(PROBLEM STATEMENT)
Copy out all of the data below word for word, but leave out the pictures.

(EXERCISE DATA)
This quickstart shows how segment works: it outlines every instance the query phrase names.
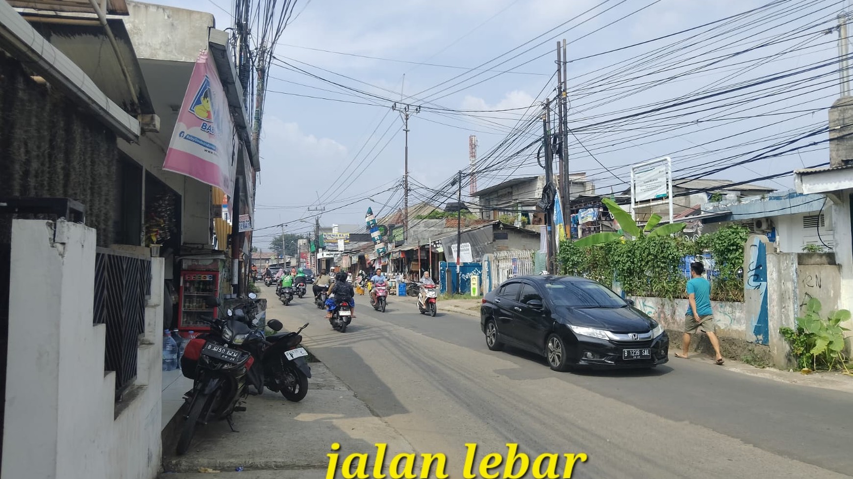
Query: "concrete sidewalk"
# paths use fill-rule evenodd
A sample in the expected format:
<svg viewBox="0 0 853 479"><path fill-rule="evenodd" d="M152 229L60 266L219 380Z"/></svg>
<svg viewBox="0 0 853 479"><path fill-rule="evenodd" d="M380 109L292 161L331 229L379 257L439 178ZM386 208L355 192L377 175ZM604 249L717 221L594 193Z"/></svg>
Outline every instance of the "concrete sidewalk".
<svg viewBox="0 0 853 479"><path fill-rule="evenodd" d="M164 443L161 479L204 477L323 478L333 442L341 456L375 451L386 443L389 453L411 453L412 447L360 401L320 362L311 362L308 396L290 402L264 390L250 396L247 411L235 413L232 432L225 421L200 427L189 452L174 455L174 441ZM179 434L178 432L176 433ZM243 467L242 472L235 472ZM200 468L220 473L200 473Z"/></svg>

(OUTPUT)
This quickstart shows how segment works: it outlines every instance the query phrase names.
Query: "concrete sidewalk"
# paths use fill-rule evenodd
A sample in the expected format:
<svg viewBox="0 0 853 479"><path fill-rule="evenodd" d="M152 229L60 266L219 380Z"/></svg>
<svg viewBox="0 0 853 479"><path fill-rule="evenodd" d="M380 109L292 161L331 229L379 257L439 178ZM386 208L355 192L377 175ZM604 249L717 221L594 193Z"/></svg>
Outline every instance of the "concrete sidewalk".
<svg viewBox="0 0 853 479"><path fill-rule="evenodd" d="M164 443L161 479L204 477L323 478L333 442L341 456L375 451L386 443L389 453L411 453L412 447L360 401L320 362L311 362L308 396L290 402L264 390L250 396L247 411L235 413L232 432L225 421L200 427L189 452L174 455L174 441ZM179 434L178 432L176 433ZM243 467L242 472L235 472ZM200 468L220 473L200 473Z"/></svg>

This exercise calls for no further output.